Input for this task:
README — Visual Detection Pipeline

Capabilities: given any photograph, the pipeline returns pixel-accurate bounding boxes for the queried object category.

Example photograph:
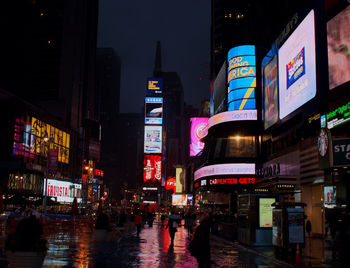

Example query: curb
[211,234,294,268]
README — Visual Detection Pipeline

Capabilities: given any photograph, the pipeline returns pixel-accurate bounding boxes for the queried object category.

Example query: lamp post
[42,133,54,215]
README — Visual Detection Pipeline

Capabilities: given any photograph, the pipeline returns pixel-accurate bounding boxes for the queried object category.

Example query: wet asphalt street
[1,217,283,267]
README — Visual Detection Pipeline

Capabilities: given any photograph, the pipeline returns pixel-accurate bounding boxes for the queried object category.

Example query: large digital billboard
[172,194,193,206]
[190,117,208,156]
[43,179,81,203]
[278,10,317,119]
[263,54,279,129]
[13,116,70,163]
[146,78,163,94]
[143,155,162,182]
[327,6,350,90]
[144,125,162,153]
[145,97,163,125]
[227,45,256,111]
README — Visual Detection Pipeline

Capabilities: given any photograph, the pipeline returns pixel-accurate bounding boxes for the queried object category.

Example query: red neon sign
[209,177,255,185]
[143,155,162,182]
[165,177,176,192]
[94,169,104,177]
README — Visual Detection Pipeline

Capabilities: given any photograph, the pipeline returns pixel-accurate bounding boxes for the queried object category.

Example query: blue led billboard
[146,78,163,94]
[227,45,256,111]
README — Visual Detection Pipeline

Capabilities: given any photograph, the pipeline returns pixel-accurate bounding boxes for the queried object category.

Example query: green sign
[333,138,350,166]
[327,101,350,129]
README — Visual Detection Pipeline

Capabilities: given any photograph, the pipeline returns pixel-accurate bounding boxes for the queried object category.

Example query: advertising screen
[190,117,209,156]
[144,126,162,153]
[43,179,81,203]
[143,155,162,182]
[227,45,256,111]
[145,97,163,124]
[327,6,350,90]
[263,55,279,129]
[278,10,317,119]
[147,78,163,94]
[172,194,192,206]
[324,186,336,208]
[259,198,275,228]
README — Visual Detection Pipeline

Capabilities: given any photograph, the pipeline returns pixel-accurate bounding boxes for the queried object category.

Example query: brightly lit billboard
[190,117,208,156]
[327,6,350,90]
[143,155,162,182]
[227,45,256,111]
[259,198,275,228]
[145,97,163,125]
[172,194,193,206]
[194,163,256,181]
[175,167,184,193]
[147,78,163,94]
[43,179,81,203]
[263,54,279,130]
[13,116,70,163]
[144,125,162,153]
[278,9,317,119]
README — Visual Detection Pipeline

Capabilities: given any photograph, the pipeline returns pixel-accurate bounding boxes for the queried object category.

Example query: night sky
[97,0,211,113]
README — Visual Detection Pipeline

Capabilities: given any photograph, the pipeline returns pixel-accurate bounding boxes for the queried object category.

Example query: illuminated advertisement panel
[175,167,184,193]
[172,194,192,206]
[144,125,162,153]
[194,163,255,181]
[324,186,336,208]
[13,116,70,164]
[278,10,317,119]
[327,6,350,90]
[263,55,279,129]
[43,179,81,203]
[190,117,209,156]
[145,97,163,124]
[326,100,350,129]
[259,198,276,228]
[227,45,256,111]
[147,78,163,94]
[143,155,162,182]
[165,177,176,193]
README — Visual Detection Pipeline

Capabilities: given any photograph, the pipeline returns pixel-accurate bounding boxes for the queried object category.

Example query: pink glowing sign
[190,117,209,156]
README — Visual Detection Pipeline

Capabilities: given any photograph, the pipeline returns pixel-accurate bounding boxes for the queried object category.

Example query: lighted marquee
[143,155,162,182]
[190,117,208,156]
[194,163,255,181]
[227,45,256,111]
[43,179,81,203]
[278,9,317,119]
[145,97,163,125]
[326,100,350,129]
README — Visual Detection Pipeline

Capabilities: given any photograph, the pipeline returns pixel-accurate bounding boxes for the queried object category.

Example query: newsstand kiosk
[272,202,306,259]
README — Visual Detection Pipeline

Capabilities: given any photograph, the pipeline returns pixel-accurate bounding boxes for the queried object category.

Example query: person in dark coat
[95,211,110,231]
[189,213,211,268]
[166,210,180,248]
[14,214,44,251]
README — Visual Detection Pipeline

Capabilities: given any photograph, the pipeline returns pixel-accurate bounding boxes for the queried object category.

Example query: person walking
[189,213,211,268]
[166,210,180,248]
[160,213,166,228]
[134,210,143,237]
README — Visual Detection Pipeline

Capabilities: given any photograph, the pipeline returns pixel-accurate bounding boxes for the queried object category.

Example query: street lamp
[42,132,54,214]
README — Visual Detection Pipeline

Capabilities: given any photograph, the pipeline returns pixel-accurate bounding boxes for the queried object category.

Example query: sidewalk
[212,234,345,267]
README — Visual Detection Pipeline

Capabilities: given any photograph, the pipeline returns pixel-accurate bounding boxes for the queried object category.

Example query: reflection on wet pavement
[1,218,283,267]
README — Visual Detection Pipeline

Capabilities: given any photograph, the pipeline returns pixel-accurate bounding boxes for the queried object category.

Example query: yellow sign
[176,167,183,193]
[31,117,70,164]
[228,67,255,81]
[148,80,160,90]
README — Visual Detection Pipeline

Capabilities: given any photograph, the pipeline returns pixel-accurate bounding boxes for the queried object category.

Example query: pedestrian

Task statement:
Could the data above be repeated exactly, with every picture dropped?

Written response:
README — Visual Detection Pipeline

Capabilities: given any photograph, the pipeline returns pixel-accurate bounding boxes for the queried object category.

Example photograph:

Example query: curb
[211,234,294,268]
README — Visual Detection Pipeline

Capabilities: given any photograph, the pipeline returns pixel-accurate bounding boxes for the queried object category.

Example query: lamp post
[42,133,54,215]
README — Visual Detection Pipeline

Capabilities: given any photograph, the pipeline returns pixel-accurate bounding boxes for the queried object category.

Example query: wet asphalt street
[1,217,283,267]
README — Visual Detection Pipeline

Capabilities: given any photograph, the pipeline returns pixel-accurate bounding boxes for the queried object category.

Example query: large digital billboard
[172,194,193,206]
[190,117,208,156]
[43,179,81,203]
[278,10,317,119]
[263,54,279,129]
[13,116,70,163]
[146,78,163,94]
[143,155,162,182]
[327,6,350,90]
[144,125,162,153]
[145,97,163,125]
[227,45,256,111]
README — Visual Detection Pipeline

Capabilities: given any photograph, the pipeline returns pixel-accurate bounding boxes for the queried object category.

Example query: red neon sign
[209,177,255,185]
[143,155,162,182]
[165,177,176,192]
[94,169,104,177]
README — Visual Detection Pipeline

Capabilities: given any photograph, the pipeline returns pixel-accurate bounding boxes for the queried object category.

Example query: blue led billboard
[146,78,163,94]
[227,45,256,111]
README — Visual Detection Pipeline

Capabilities: given any photograph, the pipeline returns pixel-accurate bounding boxes for the queried object category.

Example query: green sign
[333,138,350,166]
[327,101,350,129]
README — Visual Detection Pipeline

Capabilities: given any photograph, the pipeline returns pixel-accurate bounding boxes for the queried object category.

Example query: advertising screen
[190,117,209,156]
[144,126,162,153]
[43,179,81,203]
[143,155,162,182]
[227,45,256,111]
[145,97,163,124]
[327,6,350,90]
[263,55,279,129]
[278,10,317,119]
[147,78,163,94]
[172,194,192,206]
[324,186,336,208]
[259,198,275,228]
README — Visual Detection Pipeline

Capabilities: given any photograph, the pipeline returns pixel-accurate bounding boxes for the queried object category.

Example query: brightly lit billboard
[190,117,208,156]
[327,6,350,90]
[143,155,162,182]
[227,45,256,111]
[259,198,275,228]
[145,97,163,125]
[172,194,193,206]
[194,163,256,181]
[175,167,184,193]
[147,78,163,94]
[43,179,81,203]
[263,54,279,130]
[13,116,70,163]
[144,125,162,153]
[278,9,317,119]
README — Visual Detection Pipeline

Capabilities: given any photograph, the pipeline returns pixel-accurate bounding boxes for the queried object category.

Example query: night sky
[97,0,211,113]
README — Visual Detection Pipeline

Capabilities: given any photograph, the pipeline returns pixel-accurate bounding boxes for the queried object category.

Example query: illuminated advertisement panel
[175,167,184,193]
[172,194,192,206]
[144,125,162,153]
[194,163,255,181]
[324,186,336,208]
[13,116,70,164]
[278,10,317,119]
[327,6,350,90]
[263,55,279,129]
[43,179,81,203]
[190,117,209,156]
[145,97,163,124]
[326,100,350,129]
[259,198,276,228]
[227,45,256,111]
[147,78,163,94]
[143,155,162,182]
[165,177,176,193]
README — Visual Detection Pipeline

Capabilities: given any photograph, the pipeline returns pixel-accurate bounding boxes for the queried object category.

Example query: pink glowing sign
[190,117,209,156]
README — Visual Detection Pipeline

Capabilities: given any photograph, the pipeline returns pixel-accurate bounding boxes for the queried object category.

Example query: lighted marquee
[143,155,162,182]
[190,117,208,156]
[194,163,255,181]
[227,45,256,111]
[43,179,81,203]
[278,9,317,119]
[145,97,163,125]
[326,100,350,129]
README — Visual Detection Pipeline

Capabilities: given any photograph, the pipeline returns pixel-accurate bounding boxes for the queried object category.

Example query: newsstand kiosk
[272,202,306,259]
README — Visual Detection Pipeline

Capabilities: given any photograph, the pipeline returns pixel-accurate bounding boxes for the queried object category.

Example query: person in dark coat
[95,211,110,231]
[189,213,211,268]
[166,210,180,248]
[14,214,44,251]
README — Visual Detection Pipeline

Capabilities: given any photograph, the pipeline returns pixel-accurate bounding boxes for the queried object category.

Example query: person walking
[189,213,211,268]
[166,210,180,248]
[160,213,166,228]
[134,210,143,237]
README — Visual Detection Pipeline

Capabilities: given any photograph, the pipeline returns pixel-accurate bounding boxes for the queried object category.

Example query: street lamp
[42,132,54,214]
README — Visual Detection Pipeline

Capabilities: given any photograph, the pipeline returns pixel-accurate bounding boxes for the queried object category.

Example query: sidewalk
[212,234,345,267]
README — Visual Detection Pipeline

Capabilities: given any photograph, the pipeline returns pixel-accurate bounding boxes for the queried object category.

Example query: reflection on wet pavement
[1,218,283,267]
README — Visual Detection Pipeline

Capabilities: given any photograph, the pipeline returns pixel-accurate bounding boxes for the queried object category.

Example query: yellow sign
[176,167,183,193]
[31,117,70,164]
[228,67,255,81]
[148,80,160,90]
README — Visual Detection Pipeline

Capabilities: given any photograph, the pipeline returns pixel-accurate bounding boxes for the queried object category.

Example query: pedestrian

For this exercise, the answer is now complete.